#### [Dataset entries]
Segment Open

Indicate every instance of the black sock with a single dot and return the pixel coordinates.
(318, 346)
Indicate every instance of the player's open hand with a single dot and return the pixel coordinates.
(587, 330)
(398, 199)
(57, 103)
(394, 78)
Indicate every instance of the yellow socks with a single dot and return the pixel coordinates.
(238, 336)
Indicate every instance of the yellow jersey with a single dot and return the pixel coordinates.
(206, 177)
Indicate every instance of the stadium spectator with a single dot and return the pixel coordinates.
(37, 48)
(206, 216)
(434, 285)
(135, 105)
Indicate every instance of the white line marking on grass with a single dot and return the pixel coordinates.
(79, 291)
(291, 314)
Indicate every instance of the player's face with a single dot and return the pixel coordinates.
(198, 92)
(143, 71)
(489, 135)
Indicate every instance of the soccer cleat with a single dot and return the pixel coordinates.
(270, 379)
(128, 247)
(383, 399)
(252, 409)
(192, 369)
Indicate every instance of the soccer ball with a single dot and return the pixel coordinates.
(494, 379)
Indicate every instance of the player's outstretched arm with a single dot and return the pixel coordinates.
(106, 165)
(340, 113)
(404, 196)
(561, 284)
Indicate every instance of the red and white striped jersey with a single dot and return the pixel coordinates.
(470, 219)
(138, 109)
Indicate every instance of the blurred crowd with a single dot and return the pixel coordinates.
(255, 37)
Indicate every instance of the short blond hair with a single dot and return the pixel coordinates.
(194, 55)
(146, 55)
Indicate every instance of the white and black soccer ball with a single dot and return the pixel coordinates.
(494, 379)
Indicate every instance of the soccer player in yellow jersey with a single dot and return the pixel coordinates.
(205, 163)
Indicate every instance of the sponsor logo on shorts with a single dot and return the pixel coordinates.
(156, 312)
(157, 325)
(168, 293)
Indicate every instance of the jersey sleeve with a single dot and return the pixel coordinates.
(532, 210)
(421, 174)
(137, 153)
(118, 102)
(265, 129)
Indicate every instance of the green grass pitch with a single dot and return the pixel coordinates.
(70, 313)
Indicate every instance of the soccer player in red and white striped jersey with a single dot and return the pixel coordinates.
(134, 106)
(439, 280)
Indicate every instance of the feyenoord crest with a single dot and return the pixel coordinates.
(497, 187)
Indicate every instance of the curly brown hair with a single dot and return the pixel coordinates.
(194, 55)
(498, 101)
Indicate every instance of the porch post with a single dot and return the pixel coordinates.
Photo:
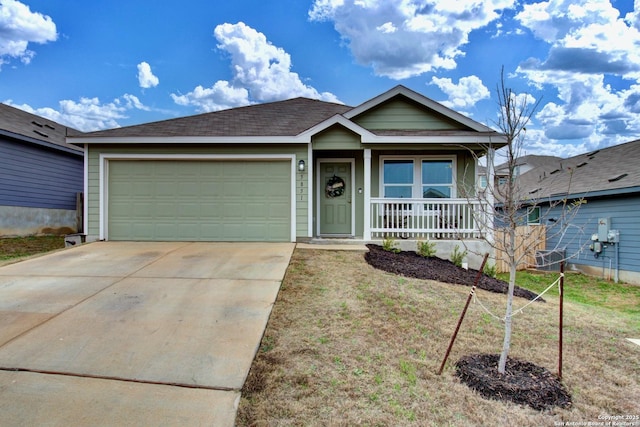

Segment Closed

#### [AIM OF THE TASK]
Write out the data above exactly, minus any images.

#### [SOLUTION TO THE PROBLEM]
Indicate every instance of the black sock with a single dot and return the pixel coordinates.
(318, 346)
Indicate every instance of the player's open hand with a single dot and return the pixel coordinates.
(587, 330)
(398, 199)
(57, 103)
(394, 78)
Indicate every instance of the yellow socks with a single dot and return the pixel coordinates.
(238, 336)
Indicate every instance of the yellow jersey with a single dot and return the pixel coordinates.
(206, 177)
Indicate every instance of the stadium spectator with a single dot and return the pixel coordinates.
(37, 48)
(206, 216)
(434, 285)
(135, 105)
Indicate every instance of the white line marking on grass with a single dot and return the pixel coordinates.
(79, 291)
(291, 314)
Indicate every instance of the player's face with a single dot and return the pixel coordinates.
(198, 92)
(143, 71)
(489, 135)
Indicate every instance of the soccer cleat with a single dot and return the pixel coordinates.
(270, 379)
(128, 247)
(383, 399)
(252, 409)
(192, 369)
Indicate every instance of the soccer ball with a single dot and return the pixel coordinates.
(494, 379)
Indicate every instance of the player's outstretched arm with a single dot and return the pixel coordinates.
(106, 165)
(340, 113)
(404, 196)
(561, 284)
Indicate every instance of the red and white striped jersey with a single dot and return the pixel coordinates.
(470, 219)
(138, 109)
Indicate every instance of the blurred crowd with a single dot and return the pixel coordinates.
(255, 37)
Indicate every instance of the short blond hair with a single dot and return the pixel coordinates.
(194, 55)
(146, 55)
Indicate every instance of the white and black soccer ball with a single dot and return the pixel coordinates.
(494, 379)
Indicate every instance of the soccer player in yellow jersey with a single dot and return the pixel coordinates.
(205, 163)
Indicate every instance of the sponsor logo on shorts with a single dot and return the pixel coordinates.
(156, 312)
(157, 325)
(168, 293)
Indicate every instance of the jersey sleeve with a single dot and return the pixel coordinates.
(532, 210)
(421, 174)
(137, 153)
(118, 102)
(265, 129)
Indicate every instance of the green grass pitch with a single dot and return the pixel coordinates.
(70, 313)
Indicate every instance of the soccer player in red and white striped jersey with a single dot and return the pixel coordinates.
(134, 106)
(439, 280)
Indicate every instance of the feyenoord crest with a single dot and return the pixel coordinates.
(497, 187)
Indicate every instance of the curly brown hair with a single dot and return the pixel coordinates.
(194, 55)
(498, 101)
Indicate every instance of the porch post with a single dot and return the pixel coordinates.
Photo:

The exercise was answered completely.